-- THE PROBLEM --
When you reproduce the data, keep every word exactly as it stands and leave the pictures out.
[INFORMATION Boundary: Start]
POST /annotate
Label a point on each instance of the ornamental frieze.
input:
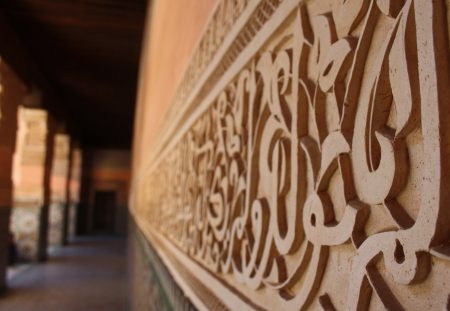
(312, 172)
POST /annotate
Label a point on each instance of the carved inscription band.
(318, 176)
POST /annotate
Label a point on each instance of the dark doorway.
(104, 212)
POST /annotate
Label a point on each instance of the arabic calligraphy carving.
(328, 137)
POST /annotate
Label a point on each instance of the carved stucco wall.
(303, 161)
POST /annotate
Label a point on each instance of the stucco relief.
(317, 176)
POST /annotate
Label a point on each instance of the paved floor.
(87, 275)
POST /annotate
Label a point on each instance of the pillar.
(60, 176)
(74, 190)
(31, 177)
(12, 92)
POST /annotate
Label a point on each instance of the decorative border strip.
(189, 96)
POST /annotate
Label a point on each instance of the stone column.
(59, 190)
(31, 175)
(74, 190)
(12, 92)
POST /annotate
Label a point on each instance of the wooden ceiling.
(86, 53)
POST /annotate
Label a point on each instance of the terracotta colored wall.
(12, 94)
(173, 29)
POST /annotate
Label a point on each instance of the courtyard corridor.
(89, 274)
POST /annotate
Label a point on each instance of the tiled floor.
(87, 275)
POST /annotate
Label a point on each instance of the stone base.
(26, 225)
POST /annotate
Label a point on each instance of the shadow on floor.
(89, 274)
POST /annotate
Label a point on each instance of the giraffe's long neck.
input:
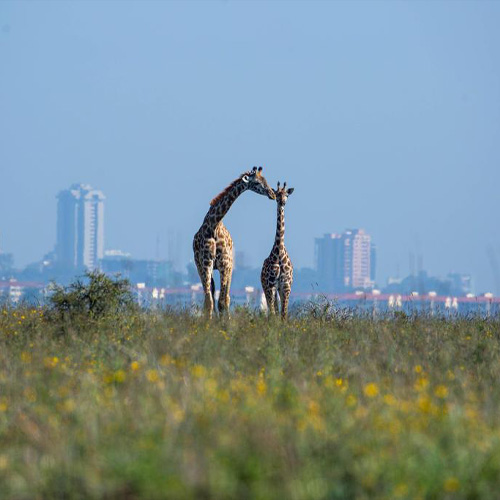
[INFORMATION Boundary: End]
-- EXERCISE ANSWER --
POST /annotate
Label a point on each instance of the ornamental frieze.
input:
(312, 172)
POST /annotate
Label a point on each instance of the carved inscription band.
(318, 176)
POST /annotate
Label a point on each instance of the dark doorway.
(104, 212)
POST /annotate
Label a point on each instance of the arabic calligraphy carving.
(328, 137)
POST /annotate
Label a point on each instance of the carved stucco wall.
(303, 161)
POST /annotate
Label a point on each instance of the stucco relief.
(317, 176)
POST /annotate
Label a point on each instance of the paved floor.
(87, 275)
POST /annotate
Label a point on each instance of the pillar.
(60, 176)
(74, 190)
(31, 177)
(12, 92)
POST /annotate
Label a point on each instance of the decorative border strip.
(189, 96)
POST /annotate
Label a point on each instance of the stone column.
(59, 190)
(31, 175)
(74, 190)
(12, 92)
POST /annotate
Label a point on each instance of the wooden ceiling.
(86, 53)
POST /annotate
Label a point on each instance of the terracotta colored wall.
(12, 94)
(173, 29)
POST /annotate
Label a point on each instance of the courtyard corridor.
(89, 274)
POST /annotate
Label a point on each instance of the tiled floor.
(87, 275)
POST /annotate
Label a point on each instance of the stone base.
(26, 225)
POST /annotate
Label a point on each instance of the shadow on floor.
(89, 274)
POST /annotate
Label a point on each instance of the giraffe's long neck.
input:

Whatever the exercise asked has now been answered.